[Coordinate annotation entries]

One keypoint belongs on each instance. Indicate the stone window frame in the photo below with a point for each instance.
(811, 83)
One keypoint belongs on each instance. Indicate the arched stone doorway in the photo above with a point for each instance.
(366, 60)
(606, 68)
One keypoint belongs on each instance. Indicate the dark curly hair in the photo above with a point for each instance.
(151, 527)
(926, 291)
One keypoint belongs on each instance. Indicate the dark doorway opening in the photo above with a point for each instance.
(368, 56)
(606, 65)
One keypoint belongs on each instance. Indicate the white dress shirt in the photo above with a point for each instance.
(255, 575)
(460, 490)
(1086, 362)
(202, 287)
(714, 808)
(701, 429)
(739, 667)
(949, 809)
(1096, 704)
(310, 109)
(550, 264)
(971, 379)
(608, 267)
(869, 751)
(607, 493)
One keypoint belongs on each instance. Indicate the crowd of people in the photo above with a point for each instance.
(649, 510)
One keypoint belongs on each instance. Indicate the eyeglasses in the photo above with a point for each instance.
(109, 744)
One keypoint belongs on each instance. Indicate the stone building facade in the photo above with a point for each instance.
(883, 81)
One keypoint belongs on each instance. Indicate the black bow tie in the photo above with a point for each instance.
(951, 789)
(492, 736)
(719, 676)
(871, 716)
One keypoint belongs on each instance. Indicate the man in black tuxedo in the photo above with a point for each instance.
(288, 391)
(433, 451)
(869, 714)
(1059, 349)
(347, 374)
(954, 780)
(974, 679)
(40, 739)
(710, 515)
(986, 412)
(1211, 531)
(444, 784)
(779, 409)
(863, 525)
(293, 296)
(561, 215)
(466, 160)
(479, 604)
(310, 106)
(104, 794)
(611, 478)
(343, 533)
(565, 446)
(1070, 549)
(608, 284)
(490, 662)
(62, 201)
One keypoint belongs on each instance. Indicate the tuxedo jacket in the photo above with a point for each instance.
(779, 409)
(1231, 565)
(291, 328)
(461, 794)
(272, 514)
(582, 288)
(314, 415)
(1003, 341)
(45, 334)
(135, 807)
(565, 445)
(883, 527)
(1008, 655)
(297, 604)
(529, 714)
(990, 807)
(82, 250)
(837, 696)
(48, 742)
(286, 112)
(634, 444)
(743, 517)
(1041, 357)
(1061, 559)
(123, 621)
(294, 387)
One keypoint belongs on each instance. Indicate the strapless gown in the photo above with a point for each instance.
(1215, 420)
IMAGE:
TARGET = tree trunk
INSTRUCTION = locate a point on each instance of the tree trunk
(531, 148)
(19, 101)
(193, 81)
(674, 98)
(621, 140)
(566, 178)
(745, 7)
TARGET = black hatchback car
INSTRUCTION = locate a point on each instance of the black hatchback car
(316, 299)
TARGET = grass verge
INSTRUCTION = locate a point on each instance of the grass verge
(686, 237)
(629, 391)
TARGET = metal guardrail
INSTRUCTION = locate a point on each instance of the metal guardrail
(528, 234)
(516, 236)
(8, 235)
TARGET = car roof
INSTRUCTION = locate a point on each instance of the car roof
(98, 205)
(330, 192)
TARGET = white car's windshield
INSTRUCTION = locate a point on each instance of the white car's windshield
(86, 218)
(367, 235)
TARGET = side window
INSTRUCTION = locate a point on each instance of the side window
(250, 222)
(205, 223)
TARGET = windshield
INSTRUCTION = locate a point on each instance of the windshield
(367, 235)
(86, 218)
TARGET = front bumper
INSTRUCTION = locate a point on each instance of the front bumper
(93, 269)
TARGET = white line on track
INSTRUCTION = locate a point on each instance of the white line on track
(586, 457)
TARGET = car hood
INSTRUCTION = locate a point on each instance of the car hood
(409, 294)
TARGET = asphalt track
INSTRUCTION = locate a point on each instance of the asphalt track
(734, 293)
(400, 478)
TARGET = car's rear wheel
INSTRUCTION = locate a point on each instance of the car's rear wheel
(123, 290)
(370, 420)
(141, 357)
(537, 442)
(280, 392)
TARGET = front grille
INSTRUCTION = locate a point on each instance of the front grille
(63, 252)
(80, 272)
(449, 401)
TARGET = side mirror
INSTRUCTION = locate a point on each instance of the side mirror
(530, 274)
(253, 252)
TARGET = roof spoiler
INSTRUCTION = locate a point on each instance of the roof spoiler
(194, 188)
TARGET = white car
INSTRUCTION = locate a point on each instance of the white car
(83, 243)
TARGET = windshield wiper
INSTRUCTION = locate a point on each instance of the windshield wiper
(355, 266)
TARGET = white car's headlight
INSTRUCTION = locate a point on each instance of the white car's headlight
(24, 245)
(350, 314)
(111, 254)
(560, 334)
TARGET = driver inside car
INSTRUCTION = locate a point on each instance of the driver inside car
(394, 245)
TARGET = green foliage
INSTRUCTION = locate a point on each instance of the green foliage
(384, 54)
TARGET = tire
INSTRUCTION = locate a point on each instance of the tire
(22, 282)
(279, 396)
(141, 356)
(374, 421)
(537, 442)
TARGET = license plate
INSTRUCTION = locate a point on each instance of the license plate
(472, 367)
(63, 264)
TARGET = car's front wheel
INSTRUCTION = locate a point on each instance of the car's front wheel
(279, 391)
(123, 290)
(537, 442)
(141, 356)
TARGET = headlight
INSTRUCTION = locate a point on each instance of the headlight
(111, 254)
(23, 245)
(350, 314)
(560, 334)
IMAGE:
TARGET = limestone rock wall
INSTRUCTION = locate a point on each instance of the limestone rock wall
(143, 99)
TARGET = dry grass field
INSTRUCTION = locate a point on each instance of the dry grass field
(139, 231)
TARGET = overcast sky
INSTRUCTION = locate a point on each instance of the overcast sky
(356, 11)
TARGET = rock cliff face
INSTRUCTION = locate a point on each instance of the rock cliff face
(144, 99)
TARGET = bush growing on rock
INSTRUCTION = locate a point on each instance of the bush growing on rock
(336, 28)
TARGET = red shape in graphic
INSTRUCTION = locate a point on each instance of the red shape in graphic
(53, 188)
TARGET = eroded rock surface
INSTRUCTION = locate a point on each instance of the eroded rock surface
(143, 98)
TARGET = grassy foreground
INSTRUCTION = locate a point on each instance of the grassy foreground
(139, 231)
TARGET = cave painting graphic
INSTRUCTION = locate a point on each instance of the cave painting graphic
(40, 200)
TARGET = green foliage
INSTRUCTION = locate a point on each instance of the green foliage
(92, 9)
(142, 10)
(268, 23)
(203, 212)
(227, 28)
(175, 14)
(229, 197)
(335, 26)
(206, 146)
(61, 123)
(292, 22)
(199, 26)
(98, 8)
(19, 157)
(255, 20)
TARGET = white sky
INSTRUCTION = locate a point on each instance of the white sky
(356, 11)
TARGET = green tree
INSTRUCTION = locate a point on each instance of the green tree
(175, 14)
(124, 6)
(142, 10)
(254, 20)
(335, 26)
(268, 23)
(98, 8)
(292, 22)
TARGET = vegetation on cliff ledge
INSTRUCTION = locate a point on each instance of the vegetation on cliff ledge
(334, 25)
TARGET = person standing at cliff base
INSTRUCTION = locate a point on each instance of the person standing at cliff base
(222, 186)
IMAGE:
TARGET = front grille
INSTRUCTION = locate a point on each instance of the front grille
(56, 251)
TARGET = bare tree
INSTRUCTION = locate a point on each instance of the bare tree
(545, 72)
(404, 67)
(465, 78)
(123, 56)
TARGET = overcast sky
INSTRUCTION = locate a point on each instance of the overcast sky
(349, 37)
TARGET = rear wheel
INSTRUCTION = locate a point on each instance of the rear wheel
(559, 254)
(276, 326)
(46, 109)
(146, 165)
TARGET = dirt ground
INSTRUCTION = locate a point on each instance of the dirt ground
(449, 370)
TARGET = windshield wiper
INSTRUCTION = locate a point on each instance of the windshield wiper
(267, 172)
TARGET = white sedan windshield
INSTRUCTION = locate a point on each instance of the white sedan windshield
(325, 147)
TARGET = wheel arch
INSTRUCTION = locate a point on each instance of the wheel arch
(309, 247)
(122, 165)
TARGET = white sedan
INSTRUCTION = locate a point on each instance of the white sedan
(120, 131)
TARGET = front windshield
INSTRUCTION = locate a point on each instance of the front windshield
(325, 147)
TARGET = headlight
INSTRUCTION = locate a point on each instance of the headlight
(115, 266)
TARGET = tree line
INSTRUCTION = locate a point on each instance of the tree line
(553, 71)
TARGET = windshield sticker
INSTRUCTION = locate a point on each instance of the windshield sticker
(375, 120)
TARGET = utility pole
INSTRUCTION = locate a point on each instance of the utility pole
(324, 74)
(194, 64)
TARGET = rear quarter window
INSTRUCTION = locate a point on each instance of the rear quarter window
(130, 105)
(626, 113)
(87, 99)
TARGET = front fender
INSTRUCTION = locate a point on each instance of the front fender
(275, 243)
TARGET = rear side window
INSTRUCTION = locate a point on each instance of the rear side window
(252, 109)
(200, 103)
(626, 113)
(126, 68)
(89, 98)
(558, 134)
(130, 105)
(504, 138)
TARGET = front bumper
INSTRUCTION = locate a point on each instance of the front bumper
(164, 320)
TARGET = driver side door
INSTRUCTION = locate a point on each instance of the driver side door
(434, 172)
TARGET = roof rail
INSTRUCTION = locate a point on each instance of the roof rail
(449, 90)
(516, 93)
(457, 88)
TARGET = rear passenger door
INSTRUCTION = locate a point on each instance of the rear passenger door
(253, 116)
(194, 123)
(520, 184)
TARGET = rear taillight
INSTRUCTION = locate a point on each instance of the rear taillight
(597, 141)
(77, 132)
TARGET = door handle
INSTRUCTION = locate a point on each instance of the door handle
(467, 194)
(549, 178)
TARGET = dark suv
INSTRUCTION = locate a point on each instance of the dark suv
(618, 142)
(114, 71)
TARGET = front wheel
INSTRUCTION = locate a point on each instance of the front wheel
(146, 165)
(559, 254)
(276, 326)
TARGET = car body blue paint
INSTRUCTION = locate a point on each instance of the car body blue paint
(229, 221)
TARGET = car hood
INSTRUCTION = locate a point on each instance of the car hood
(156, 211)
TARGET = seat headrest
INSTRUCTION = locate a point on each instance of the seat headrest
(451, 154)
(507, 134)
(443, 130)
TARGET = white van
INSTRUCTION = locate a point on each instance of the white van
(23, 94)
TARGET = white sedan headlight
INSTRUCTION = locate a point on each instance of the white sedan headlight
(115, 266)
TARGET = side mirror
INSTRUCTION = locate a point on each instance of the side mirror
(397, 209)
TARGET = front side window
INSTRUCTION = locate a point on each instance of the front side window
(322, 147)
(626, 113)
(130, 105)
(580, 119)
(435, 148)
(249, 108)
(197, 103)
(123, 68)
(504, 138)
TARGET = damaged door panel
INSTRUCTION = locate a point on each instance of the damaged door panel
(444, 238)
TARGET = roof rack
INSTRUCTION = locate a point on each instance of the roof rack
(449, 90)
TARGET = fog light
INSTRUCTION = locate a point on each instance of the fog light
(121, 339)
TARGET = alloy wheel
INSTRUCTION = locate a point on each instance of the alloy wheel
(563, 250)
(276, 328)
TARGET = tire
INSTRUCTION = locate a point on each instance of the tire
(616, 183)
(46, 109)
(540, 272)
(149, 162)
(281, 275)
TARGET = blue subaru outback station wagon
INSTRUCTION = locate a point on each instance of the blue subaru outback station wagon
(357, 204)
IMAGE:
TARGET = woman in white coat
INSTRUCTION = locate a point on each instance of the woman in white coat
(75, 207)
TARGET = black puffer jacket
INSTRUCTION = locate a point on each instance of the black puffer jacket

What is required:
Set down, word for word, every line from the line that holds "TARGET = alloy wheel" to the end of the entries above, including both ends.

Exercise answer:
TARGET = alloy wheel
INSTRUCTION = locate a point on each instance of the alloy wheel
(563, 250)
(276, 328)
TARGET = tire
INSTRUCTION = locate a point on each instance of the tire
(616, 183)
(46, 109)
(540, 272)
(149, 162)
(281, 275)
TARGET = blue subaru outback station wagon
INSTRUCTION = locate a point on each instance of the blue subaru outback station wagon
(357, 204)
IMAGE:
TARGET = woman in white coat
INSTRUCTION = locate a point on each instance of the woman in white coat
(75, 207)
TARGET = black puffer jacket
INSTRUCTION = locate a point on each instance of the black puffer jacket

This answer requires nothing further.